Instructions to follow
Print the following summary on hepatic fat and vascular disease in full, word for word.

What is already known about this subject?

  • Fatty liver disease and subclinical vascular disease share several common cardiometabolic risk factors, such as type 2 diabetes and obesity. There is not yet population-based study to investigate the association between hepatic fat content and the expansion of aortic diameters. Epidemiological studies on the relation between fatty liver disease and atherosclerosis yielded controversial results.

What are the new findings?

  • With data from the general population, we found that hepatic fat content measured with MRI was neither independently associated with greater aortic diameters nor the risk of carotid plaque, after adjusting for cardiometabolic risk factors, especially obesity.

How might it impact on clinical practice in the foreseeable future?

  • Given that fatty liver disease is closely related to concurrent obesity, type 2 diabetes and other cardiometabolic disorders, people with fatty liver disease should still be recommended to monitor their cardiovascular risk factors and prioritised for cardiovascular disease screening.

Provided records
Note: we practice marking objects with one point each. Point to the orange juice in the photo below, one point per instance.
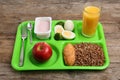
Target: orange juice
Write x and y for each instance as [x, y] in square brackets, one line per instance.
[91, 16]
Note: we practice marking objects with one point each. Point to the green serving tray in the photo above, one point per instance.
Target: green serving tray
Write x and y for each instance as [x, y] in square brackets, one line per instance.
[56, 62]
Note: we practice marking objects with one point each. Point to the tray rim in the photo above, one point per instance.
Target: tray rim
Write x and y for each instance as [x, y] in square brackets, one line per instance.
[71, 67]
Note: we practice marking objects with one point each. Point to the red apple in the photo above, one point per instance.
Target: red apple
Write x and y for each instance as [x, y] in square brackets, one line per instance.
[42, 51]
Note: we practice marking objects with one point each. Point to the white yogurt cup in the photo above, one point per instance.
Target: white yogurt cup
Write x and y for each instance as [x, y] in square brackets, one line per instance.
[43, 27]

Exercise output
What is already known about this subject?

  • Fatty liver disease and subclinical vascular disease share several common cardiometabolic risk factors, such as type 2 diabetes and obesity. There is not yet population-based study to investigate the association between hepatic fat content and the expansion of aortic diameters. Epidemiological studies on the relation between fatty liver disease and atherosclerosis yielded controversial results.

What are the new findings?

  • With data from the general population, we found that hepatic fat content measured with MRI was neither independently associated with greater aortic diameters nor the risk of carotid plaque, after adjusting for cardiometabolic risk factors, especially obesity.

How might it impact on clinical practice in the foreseeable future?

  • Given that fatty liver disease is closely related to concurrent obesity, type 2 diabetes and other cardiometabolic disorders, people with fatty liver disease should still be recommended to monitor their cardiovascular risk factors and prioritised for cardiovascular disease screening.